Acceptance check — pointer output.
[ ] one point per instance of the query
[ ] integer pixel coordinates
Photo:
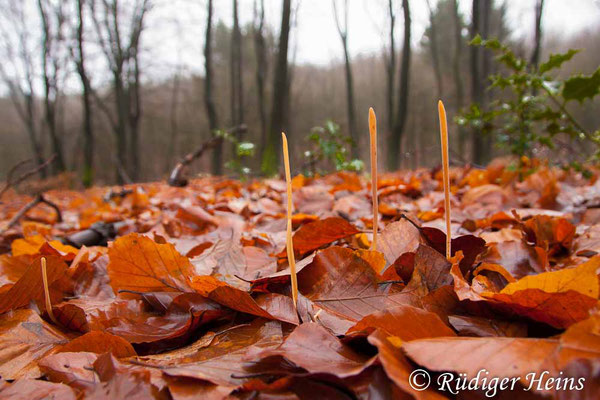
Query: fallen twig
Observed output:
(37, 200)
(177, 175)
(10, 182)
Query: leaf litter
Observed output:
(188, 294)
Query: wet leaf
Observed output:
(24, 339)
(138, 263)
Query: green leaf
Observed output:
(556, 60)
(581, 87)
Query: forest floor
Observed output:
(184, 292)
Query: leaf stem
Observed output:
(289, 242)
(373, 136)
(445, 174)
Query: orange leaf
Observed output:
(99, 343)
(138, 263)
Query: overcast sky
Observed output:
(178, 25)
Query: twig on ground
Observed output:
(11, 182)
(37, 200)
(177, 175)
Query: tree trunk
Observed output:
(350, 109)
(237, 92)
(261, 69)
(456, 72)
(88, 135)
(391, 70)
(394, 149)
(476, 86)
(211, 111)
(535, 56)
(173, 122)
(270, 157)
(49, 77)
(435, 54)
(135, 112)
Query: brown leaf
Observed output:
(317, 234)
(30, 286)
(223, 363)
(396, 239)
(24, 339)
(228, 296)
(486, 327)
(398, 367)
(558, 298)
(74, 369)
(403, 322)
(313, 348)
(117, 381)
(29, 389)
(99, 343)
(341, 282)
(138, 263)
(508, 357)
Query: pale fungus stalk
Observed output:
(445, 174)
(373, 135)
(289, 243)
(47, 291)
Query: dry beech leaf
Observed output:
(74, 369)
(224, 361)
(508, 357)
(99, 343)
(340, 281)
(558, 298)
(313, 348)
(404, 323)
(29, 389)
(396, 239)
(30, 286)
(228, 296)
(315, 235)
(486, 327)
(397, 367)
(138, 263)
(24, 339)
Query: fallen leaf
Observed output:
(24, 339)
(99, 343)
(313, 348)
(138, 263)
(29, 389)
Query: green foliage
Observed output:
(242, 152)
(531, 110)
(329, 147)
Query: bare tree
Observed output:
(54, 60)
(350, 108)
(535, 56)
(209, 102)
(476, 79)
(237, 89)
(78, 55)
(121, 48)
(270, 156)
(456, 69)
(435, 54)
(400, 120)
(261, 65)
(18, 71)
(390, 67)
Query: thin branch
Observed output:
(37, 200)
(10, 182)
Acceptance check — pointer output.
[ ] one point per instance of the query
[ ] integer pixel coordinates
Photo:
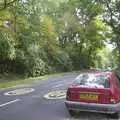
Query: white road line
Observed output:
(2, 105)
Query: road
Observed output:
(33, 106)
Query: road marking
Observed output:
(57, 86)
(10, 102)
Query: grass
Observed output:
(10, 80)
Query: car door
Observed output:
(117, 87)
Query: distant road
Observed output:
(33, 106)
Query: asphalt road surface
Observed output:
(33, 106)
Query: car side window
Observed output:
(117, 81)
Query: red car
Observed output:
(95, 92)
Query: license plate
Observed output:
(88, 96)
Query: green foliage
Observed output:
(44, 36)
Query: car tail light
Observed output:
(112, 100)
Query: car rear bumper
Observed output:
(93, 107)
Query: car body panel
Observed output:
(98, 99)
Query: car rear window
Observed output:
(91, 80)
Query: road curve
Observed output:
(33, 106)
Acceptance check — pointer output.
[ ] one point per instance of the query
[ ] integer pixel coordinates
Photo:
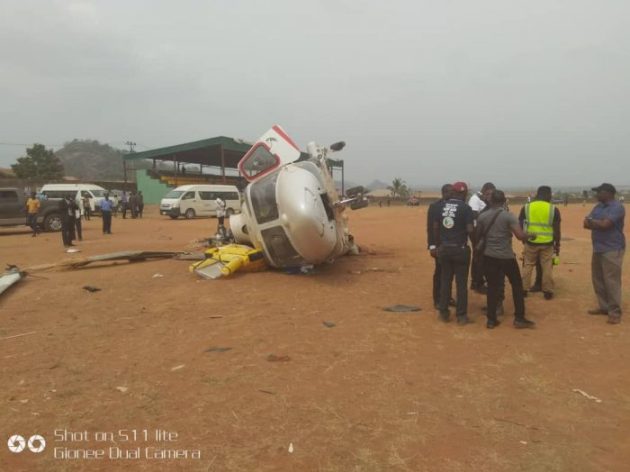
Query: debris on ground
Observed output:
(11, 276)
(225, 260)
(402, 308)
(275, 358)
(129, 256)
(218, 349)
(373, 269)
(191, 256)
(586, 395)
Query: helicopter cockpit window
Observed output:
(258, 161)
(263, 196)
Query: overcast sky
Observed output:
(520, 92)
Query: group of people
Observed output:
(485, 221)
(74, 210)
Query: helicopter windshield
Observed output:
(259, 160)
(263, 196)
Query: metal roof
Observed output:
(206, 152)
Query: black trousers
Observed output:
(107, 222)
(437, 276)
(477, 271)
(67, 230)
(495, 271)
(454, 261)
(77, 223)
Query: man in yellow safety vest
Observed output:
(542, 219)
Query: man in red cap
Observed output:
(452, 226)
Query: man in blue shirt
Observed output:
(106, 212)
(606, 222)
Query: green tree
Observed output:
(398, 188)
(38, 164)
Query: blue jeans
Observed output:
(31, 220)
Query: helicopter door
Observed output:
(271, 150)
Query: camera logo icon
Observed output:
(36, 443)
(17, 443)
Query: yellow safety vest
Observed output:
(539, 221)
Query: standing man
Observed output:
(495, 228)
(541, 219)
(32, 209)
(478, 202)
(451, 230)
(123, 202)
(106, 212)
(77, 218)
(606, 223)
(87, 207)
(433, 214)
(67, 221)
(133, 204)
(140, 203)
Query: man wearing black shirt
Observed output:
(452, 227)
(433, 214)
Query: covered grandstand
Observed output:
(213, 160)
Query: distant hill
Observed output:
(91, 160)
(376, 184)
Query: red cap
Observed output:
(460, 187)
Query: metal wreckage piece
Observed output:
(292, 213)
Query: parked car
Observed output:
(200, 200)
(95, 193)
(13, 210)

---

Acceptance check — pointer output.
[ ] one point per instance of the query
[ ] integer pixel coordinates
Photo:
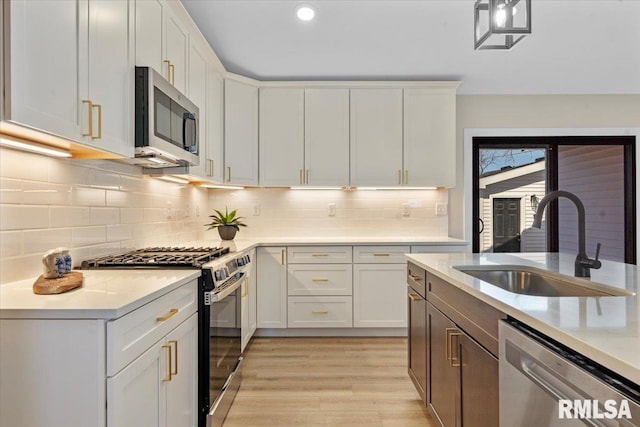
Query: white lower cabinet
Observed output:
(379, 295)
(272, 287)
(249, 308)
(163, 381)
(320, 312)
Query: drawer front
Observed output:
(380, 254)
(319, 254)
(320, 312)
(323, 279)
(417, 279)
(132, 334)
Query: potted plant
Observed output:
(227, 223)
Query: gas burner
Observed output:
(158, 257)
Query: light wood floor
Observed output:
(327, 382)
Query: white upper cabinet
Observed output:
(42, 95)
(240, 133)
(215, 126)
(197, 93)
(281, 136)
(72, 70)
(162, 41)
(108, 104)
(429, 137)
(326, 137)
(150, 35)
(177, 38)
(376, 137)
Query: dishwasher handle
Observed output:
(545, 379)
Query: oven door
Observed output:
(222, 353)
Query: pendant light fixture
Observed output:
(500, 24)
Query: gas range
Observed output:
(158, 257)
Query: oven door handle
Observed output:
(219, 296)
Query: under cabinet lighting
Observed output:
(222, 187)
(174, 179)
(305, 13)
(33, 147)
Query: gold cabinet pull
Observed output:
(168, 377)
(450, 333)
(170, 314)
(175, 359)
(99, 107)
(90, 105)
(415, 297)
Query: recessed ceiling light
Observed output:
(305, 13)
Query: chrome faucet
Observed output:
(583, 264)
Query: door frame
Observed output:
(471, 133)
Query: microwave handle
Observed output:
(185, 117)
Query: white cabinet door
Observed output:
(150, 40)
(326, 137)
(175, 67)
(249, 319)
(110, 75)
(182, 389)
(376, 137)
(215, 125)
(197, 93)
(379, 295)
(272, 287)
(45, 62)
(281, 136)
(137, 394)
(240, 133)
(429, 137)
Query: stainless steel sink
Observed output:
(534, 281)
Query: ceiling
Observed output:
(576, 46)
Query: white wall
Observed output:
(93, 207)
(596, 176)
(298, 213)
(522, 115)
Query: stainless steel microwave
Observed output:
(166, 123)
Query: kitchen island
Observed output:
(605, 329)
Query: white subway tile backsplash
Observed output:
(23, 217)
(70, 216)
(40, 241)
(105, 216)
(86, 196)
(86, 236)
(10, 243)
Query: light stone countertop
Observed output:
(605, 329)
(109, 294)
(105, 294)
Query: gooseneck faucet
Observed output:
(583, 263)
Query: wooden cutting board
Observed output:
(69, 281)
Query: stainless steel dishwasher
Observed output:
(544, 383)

---

Task description: How many of the lines above include the string "metal"? Reply with the number by itself.

Task output: 2